[Start of TEXT]
But ground rent’s not the only thing for which we get overbilled! Should we mention the four digit water bill we had to pay two years ago because of a city mistake? We were overbilled and had basically no recourse. Oh, we went down to the Wolman building and showed them the error, but the best advice they had for us was “Well, are you sure your toilet’s not running?” For God’s sake! They told us we could schedule a hearing 2-3 months in advance, but we can’t very well decide not to ship out and earn a living because we need to wait around and dispute a water bill. (Although at least they switched the property into our name after 4 years, which explained why we never received bills and only turnoff notices.) So we had to pay it. Because Baltimore City will shut your water off. They’re shutting it off to thousands now. It almost feels like they won’t be happy until they bring back Cholera. Despite the fact that their whole system is fucked, from billing to the pipes- all they can say is ‘Pay your bill, deadbeat.’

Even if your bill is accurate, it’s too damned expensive. Water rates are rising 42% in a two year period. Do you think the water coming out of our tap tastes 42% better than the water another city? Do our showers get us 42% cleaner than they did before?
[End of TEXT]
Copy the passage about Baltimore water bills above word for word, in full.
[Start of EXTRACTED INFORMATION]
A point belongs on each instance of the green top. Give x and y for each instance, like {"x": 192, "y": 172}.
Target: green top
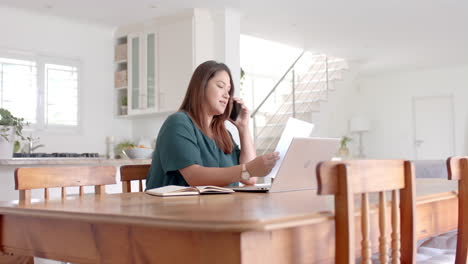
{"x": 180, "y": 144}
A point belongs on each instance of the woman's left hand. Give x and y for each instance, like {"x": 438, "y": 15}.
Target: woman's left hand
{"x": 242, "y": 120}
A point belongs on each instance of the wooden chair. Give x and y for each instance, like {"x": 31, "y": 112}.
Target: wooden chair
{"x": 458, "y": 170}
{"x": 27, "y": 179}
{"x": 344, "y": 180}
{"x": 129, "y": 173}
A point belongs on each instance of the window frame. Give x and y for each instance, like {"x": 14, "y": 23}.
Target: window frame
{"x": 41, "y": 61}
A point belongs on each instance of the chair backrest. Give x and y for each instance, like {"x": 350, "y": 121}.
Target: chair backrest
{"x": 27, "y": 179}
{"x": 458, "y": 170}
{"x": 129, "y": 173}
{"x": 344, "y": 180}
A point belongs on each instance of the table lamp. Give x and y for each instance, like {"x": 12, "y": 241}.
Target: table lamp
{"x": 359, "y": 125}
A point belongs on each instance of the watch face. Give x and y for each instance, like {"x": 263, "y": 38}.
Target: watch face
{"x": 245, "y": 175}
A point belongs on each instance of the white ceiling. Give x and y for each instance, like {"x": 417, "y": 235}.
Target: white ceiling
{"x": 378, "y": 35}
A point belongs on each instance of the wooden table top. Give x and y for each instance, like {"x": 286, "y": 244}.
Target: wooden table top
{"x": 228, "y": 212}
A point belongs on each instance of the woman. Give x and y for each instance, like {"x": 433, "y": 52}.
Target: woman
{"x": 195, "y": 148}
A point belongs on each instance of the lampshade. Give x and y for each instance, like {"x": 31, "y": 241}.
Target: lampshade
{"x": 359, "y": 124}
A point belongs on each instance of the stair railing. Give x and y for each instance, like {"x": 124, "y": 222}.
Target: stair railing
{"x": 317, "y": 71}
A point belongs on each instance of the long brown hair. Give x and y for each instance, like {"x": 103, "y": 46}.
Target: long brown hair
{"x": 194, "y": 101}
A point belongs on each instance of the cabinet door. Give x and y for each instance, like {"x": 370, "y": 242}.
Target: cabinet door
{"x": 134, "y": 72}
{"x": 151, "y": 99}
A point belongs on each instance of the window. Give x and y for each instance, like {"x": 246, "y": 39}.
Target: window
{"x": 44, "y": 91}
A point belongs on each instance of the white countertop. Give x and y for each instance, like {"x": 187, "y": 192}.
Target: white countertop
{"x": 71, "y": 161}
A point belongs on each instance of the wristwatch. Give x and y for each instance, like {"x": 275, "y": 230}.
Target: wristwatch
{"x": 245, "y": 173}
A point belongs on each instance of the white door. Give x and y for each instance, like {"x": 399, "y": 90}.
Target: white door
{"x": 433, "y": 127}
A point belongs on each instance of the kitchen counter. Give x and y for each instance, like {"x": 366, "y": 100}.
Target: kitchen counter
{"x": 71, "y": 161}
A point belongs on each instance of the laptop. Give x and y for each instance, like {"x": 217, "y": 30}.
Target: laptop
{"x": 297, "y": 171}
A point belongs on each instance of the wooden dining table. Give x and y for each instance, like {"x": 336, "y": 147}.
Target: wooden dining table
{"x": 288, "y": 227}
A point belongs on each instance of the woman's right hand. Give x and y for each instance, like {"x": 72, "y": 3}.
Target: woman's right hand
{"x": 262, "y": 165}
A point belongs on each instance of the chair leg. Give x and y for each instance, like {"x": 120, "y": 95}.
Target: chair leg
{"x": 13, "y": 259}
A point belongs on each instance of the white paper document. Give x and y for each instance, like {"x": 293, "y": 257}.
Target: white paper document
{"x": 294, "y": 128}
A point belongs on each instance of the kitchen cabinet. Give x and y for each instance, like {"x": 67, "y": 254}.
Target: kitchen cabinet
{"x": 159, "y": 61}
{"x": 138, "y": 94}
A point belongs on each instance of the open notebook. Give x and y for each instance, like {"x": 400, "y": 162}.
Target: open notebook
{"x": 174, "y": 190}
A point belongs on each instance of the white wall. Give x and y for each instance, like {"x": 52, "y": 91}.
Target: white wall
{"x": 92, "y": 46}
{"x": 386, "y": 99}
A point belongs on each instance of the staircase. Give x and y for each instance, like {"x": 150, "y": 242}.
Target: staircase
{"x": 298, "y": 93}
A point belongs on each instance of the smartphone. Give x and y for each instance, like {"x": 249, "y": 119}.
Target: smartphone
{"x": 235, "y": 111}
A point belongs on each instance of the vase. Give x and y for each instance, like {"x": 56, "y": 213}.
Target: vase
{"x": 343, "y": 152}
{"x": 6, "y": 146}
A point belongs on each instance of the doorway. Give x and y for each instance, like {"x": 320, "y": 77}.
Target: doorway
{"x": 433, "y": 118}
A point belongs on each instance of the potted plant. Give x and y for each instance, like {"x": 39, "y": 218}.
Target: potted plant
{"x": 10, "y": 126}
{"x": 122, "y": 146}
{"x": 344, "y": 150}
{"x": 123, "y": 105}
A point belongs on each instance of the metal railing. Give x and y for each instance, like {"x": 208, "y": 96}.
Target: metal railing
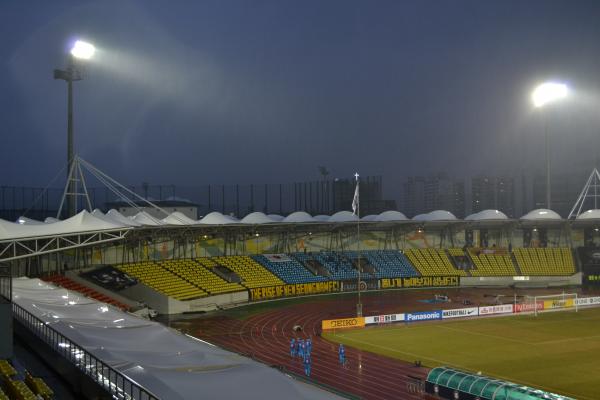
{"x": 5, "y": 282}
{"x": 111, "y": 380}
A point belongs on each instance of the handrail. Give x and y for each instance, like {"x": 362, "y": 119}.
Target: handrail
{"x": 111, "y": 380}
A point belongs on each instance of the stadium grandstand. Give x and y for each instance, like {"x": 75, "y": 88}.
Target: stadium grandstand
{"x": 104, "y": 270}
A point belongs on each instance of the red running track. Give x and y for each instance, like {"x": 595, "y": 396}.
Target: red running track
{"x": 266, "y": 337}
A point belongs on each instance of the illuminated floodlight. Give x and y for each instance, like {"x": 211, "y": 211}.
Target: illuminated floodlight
[End of EXTRACTED INFORMATION]
## RESPONSE TO THIS TASK
But ground rent’s not the only thing for which we get overbilled! Should we mention the four digit water bill we had to pay two years ago because of a city mistake? We were overbilled and had basically no recourse. Oh, we went down to the Wolman building and showed them the error, but the best advice they had for us was “Well, are you sure your toilet’s not running?” For God’s sake! They told us we could schedule a hearing 2-3 months in advance, but we can’t very well decide not to ship out and earn a living because we need to wait around and dispute a water bill. (Although at least they switched the property into our name after 4 years, which explained why we never received bills and only turnoff notices.) So we had to pay it. Because Baltimore City will shut your water off. They’re shutting it off to thousands now. It almost feels like they won’t be happy until they bring back Cholera. Despite the fact that their whole system is fucked, from billing to the pipes- all they can say is ‘Pay your bill, deadbeat.’

Even if your bill is accurate, it’s too damned expensive. Water rates are rising 42% in a two year period. Do you think the water coming out of our tap tastes 42% better than the water another city? Do our showers get us 42% cleaner than they did before?